▼▼▼
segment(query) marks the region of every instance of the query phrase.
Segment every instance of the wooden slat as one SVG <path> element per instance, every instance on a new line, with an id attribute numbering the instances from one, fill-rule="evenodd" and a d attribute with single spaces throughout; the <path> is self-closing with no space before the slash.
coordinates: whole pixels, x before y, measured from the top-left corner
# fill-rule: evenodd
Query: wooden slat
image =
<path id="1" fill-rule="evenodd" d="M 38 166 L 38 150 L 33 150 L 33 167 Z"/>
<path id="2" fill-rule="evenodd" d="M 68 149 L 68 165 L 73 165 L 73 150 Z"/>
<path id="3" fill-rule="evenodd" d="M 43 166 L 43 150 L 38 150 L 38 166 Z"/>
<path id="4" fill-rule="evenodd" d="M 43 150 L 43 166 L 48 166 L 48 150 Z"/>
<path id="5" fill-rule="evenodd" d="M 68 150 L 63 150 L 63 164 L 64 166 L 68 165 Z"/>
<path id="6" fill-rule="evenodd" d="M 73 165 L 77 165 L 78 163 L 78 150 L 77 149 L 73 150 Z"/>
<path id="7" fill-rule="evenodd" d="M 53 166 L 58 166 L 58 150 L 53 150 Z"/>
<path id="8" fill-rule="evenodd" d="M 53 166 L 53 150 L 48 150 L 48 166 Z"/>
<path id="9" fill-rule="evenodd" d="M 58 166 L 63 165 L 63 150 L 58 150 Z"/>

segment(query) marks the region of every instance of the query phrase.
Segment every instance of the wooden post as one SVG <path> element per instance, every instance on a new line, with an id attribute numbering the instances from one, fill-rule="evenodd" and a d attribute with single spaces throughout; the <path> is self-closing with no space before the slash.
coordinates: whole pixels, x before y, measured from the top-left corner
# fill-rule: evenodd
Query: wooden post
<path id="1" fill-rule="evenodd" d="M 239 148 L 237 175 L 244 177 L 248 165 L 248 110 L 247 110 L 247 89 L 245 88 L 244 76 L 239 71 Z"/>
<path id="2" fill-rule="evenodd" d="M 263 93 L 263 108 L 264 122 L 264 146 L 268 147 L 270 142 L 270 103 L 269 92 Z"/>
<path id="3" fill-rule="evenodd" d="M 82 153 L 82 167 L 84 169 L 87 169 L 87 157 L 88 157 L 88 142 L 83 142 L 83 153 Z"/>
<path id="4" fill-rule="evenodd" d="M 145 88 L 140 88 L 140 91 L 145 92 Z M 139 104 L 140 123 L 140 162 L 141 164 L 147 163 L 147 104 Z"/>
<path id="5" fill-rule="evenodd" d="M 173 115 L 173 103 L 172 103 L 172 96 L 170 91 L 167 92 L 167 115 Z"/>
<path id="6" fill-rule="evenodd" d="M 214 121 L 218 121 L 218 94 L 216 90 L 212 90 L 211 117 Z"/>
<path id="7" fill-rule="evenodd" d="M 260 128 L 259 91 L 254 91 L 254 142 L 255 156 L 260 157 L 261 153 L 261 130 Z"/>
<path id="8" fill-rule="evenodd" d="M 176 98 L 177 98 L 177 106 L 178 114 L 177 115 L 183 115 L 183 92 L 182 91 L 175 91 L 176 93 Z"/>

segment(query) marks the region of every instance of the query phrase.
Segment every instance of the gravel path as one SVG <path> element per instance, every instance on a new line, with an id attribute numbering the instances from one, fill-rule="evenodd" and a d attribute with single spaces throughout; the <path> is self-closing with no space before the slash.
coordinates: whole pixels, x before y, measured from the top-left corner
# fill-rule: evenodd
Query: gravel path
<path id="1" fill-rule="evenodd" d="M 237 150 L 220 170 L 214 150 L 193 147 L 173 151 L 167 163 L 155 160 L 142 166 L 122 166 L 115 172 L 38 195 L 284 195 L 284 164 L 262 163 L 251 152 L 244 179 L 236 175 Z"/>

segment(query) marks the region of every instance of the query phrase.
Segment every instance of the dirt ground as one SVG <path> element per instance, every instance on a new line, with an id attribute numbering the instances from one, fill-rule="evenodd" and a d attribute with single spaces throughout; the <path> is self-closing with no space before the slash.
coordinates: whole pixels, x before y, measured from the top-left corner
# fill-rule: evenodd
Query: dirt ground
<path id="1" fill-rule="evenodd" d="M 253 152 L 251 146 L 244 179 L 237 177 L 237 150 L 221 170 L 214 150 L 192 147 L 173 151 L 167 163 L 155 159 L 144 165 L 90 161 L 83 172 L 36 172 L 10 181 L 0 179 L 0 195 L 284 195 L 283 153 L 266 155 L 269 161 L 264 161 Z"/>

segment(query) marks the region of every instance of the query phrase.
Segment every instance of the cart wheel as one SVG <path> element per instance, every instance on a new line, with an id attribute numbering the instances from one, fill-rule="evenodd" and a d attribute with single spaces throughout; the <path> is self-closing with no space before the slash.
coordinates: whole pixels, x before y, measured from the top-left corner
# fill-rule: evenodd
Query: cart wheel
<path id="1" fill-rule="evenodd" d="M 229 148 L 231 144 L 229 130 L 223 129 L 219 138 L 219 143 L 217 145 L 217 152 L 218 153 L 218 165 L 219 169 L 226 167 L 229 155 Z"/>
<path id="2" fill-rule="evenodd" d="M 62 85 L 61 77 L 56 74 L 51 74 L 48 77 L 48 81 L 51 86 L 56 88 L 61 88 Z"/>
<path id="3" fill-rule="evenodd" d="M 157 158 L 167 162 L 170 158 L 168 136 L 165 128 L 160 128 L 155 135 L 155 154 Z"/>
▲▲▲
**Stated goal**. Repeat each record exactly, leaving nothing out.

**Final result**.
segment(query) marks the region of every instance of the query phrase.
Segment every instance of the wooden slat as one SVG <path> element per instance, every instance on a new line, with an id attribute numbering the instances from one, fill-rule="evenodd" and a d attribute with single spaces throughout; the <path> is self-closing with no space before the slash.
coordinates: whole pixels, x before y, measured from the top-left corner
# fill-rule: evenodd
Query: wooden slat
image =
<path id="1" fill-rule="evenodd" d="M 38 166 L 38 150 L 33 150 L 33 167 Z"/>
<path id="2" fill-rule="evenodd" d="M 68 149 L 68 165 L 73 165 L 73 150 Z"/>
<path id="3" fill-rule="evenodd" d="M 43 166 L 43 150 L 38 150 L 38 166 Z"/>
<path id="4" fill-rule="evenodd" d="M 43 150 L 43 166 L 48 166 L 48 150 Z"/>
<path id="5" fill-rule="evenodd" d="M 68 150 L 63 150 L 63 164 L 64 166 L 68 165 Z"/>
<path id="6" fill-rule="evenodd" d="M 73 165 L 77 165 L 78 163 L 78 150 L 77 149 L 73 150 Z"/>
<path id="7" fill-rule="evenodd" d="M 53 166 L 58 166 L 58 150 L 53 150 Z"/>
<path id="8" fill-rule="evenodd" d="M 53 166 L 53 150 L 48 150 L 48 166 Z"/>
<path id="9" fill-rule="evenodd" d="M 58 166 L 63 165 L 63 150 L 58 150 Z"/>

segment(query) marks the region of every instance of the query phrase.
Segment every instance of the wooden post as one SVG <path> element per instance, every instance on a new line, with an id attribute numbering the instances from one, fill-rule="evenodd" and a d attribute with single spaces throughout; the <path> is self-closing with no space before the slash.
coordinates: whole pixels, x before y, measured from the top-left corner
# fill-rule: evenodd
Query: wooden post
<path id="1" fill-rule="evenodd" d="M 239 148 L 237 175 L 244 177 L 248 165 L 248 110 L 247 110 L 247 89 L 245 88 L 244 76 L 239 71 Z"/>
<path id="2" fill-rule="evenodd" d="M 263 93 L 263 108 L 264 122 L 264 146 L 268 147 L 270 142 L 270 103 L 269 92 Z"/>
<path id="3" fill-rule="evenodd" d="M 82 153 L 82 167 L 84 169 L 87 169 L 87 157 L 88 157 L 88 142 L 83 142 L 83 153 Z"/>
<path id="4" fill-rule="evenodd" d="M 145 88 L 140 88 L 140 91 L 145 92 Z M 139 104 L 140 123 L 140 162 L 141 164 L 147 163 L 147 104 Z"/>
<path id="5" fill-rule="evenodd" d="M 173 115 L 173 103 L 172 103 L 172 96 L 170 91 L 167 92 L 167 115 Z"/>
<path id="6" fill-rule="evenodd" d="M 214 121 L 218 121 L 218 94 L 216 90 L 212 90 L 211 117 Z"/>
<path id="7" fill-rule="evenodd" d="M 260 128 L 259 91 L 254 91 L 254 142 L 255 156 L 260 157 L 261 153 L 261 130 Z"/>
<path id="8" fill-rule="evenodd" d="M 176 98 L 177 98 L 177 106 L 178 114 L 177 115 L 183 115 L 183 92 L 182 91 L 175 91 L 176 93 Z"/>

segment(query) marks the region of every instance of the query phrase.
Segment every instance of the gravel path as one SVG <path> element per instance, every instance on a new line, with an id attribute numbering the instances from one, fill-rule="evenodd" and a d attribute with single spaces throughout; the <path> is self-closing with no space before the slash.
coordinates: whole pixels, x before y, measured from the top-left corner
# fill-rule: evenodd
Query: gravel path
<path id="1" fill-rule="evenodd" d="M 237 150 L 220 170 L 214 150 L 193 147 L 173 151 L 167 163 L 155 160 L 142 166 L 122 166 L 115 172 L 38 195 L 284 195 L 284 164 L 262 163 L 251 152 L 244 179 L 236 175 Z"/>

segment(query) marks the region of every instance of the query phrase.
Segment every instance of the dirt ground as one SVG <path> element per instance, every instance on a new line, with an id attribute numbering the instances from one, fill-rule="evenodd" and a d attribute with single spaces throughout; the <path> is self-closing with no space before the slash.
coordinates: whole pixels, x before y, measured from the top-left corner
# fill-rule: evenodd
Query: dirt ground
<path id="1" fill-rule="evenodd" d="M 253 152 L 251 146 L 244 179 L 237 177 L 237 150 L 221 170 L 214 150 L 192 147 L 173 151 L 167 163 L 155 159 L 144 165 L 90 161 L 83 172 L 36 172 L 10 181 L 0 179 L 0 195 L 284 195 L 283 153 L 266 155 L 269 161 L 264 161 Z"/>

segment(query) marks the region of every instance of the query phrase.
Segment every instance of the cart wheel as one SVG <path> element per instance, every instance on a new line, with an id attribute numbering the instances from one, fill-rule="evenodd" and a d attribute with single spaces throughout; the <path> is self-closing with no space before the slash.
coordinates: whole pixels, x before y, measured from the top-left corner
# fill-rule: evenodd
Query: cart wheel
<path id="1" fill-rule="evenodd" d="M 229 148 L 231 144 L 229 130 L 223 129 L 219 138 L 219 143 L 217 145 L 217 152 L 218 153 L 218 165 L 219 169 L 226 167 L 229 155 Z"/>
<path id="2" fill-rule="evenodd" d="M 62 85 L 61 77 L 56 74 L 51 74 L 48 77 L 48 81 L 51 86 L 56 88 L 61 88 Z"/>
<path id="3" fill-rule="evenodd" d="M 157 158 L 167 162 L 170 158 L 168 136 L 165 128 L 160 128 L 155 135 L 155 154 Z"/>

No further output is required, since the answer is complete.